#### Given task
Revise the records below by replacing "thickest part" with "widest part" wherever it appears, keeping everything else the same. Leave the pictures out of your answer.

* * * *

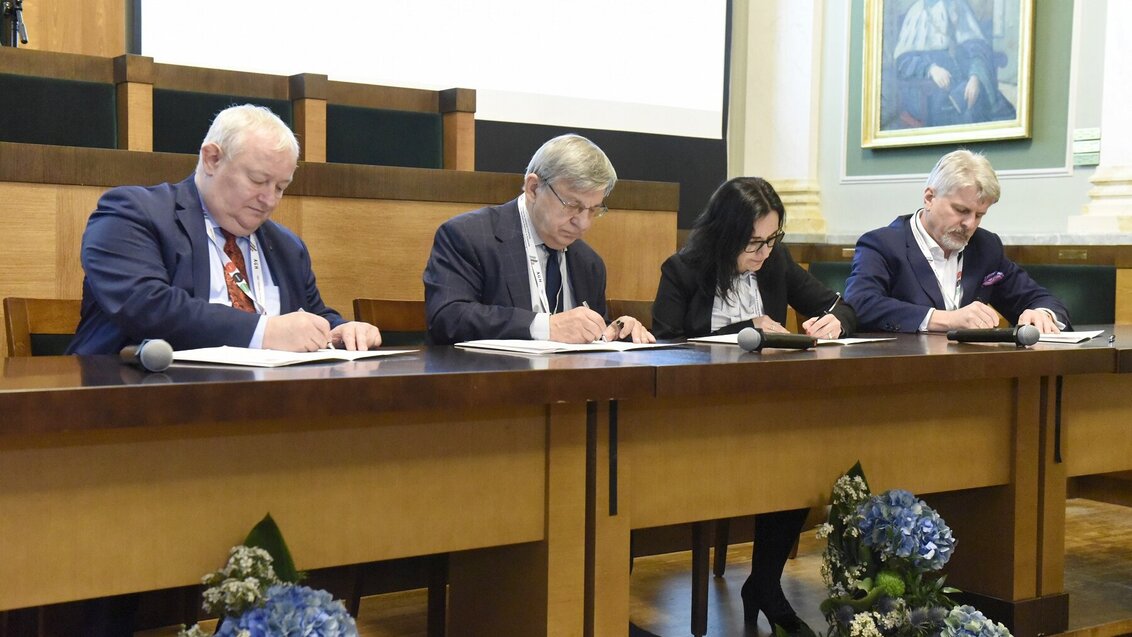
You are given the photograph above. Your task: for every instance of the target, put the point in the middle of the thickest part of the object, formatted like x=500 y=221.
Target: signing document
x=524 y=346
x=248 y=356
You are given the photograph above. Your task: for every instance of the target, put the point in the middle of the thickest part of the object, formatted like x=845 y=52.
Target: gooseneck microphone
x=152 y=354
x=754 y=339
x=1022 y=335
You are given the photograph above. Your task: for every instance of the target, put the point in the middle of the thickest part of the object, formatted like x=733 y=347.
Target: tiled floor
x=1098 y=576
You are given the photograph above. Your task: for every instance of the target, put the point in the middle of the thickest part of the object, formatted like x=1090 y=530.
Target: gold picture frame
x=916 y=53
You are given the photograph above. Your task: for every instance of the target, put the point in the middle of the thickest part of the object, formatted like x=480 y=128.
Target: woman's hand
x=826 y=326
x=766 y=324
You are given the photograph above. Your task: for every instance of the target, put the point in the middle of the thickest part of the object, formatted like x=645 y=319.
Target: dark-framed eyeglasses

* * * *

#### Solution to the exercise
You are given the photograph above. Your task: for every instance of the target, put the point in the middle of the widest part of the object, formatted like x=500 y=221.
Target: signing document
x=524 y=346
x=248 y=356
You are given the photograph above. Your task: for every instance of the target, put the point in the middle of the widest part of the object, formatted like x=845 y=52.
Target: gooseneck microphone
x=152 y=354
x=754 y=339
x=1022 y=335
You are given the photograph above. Your task: for every instance of the target, put the point in the middle of the widest part of the object, formatted like x=733 y=347.
Target: tiled floor
x=1098 y=576
You are given the photograph above. Your task: for every instance of the target, put the point in the middle of the widest part of the object, formatted like x=1090 y=530.
Target: gold picture frame
x=916 y=53
You are given the photograph above. Your task: for every instance of the target, put the point in the middle of the widest part of the object, formatted like x=480 y=128.
Target: woman's hand
x=826 y=326
x=766 y=324
You are given the photograph above. Your task: for every instance of the target, put the point in the middle of the widest part of the object, formatted like x=645 y=319.
Target: dark-framed eyeglasses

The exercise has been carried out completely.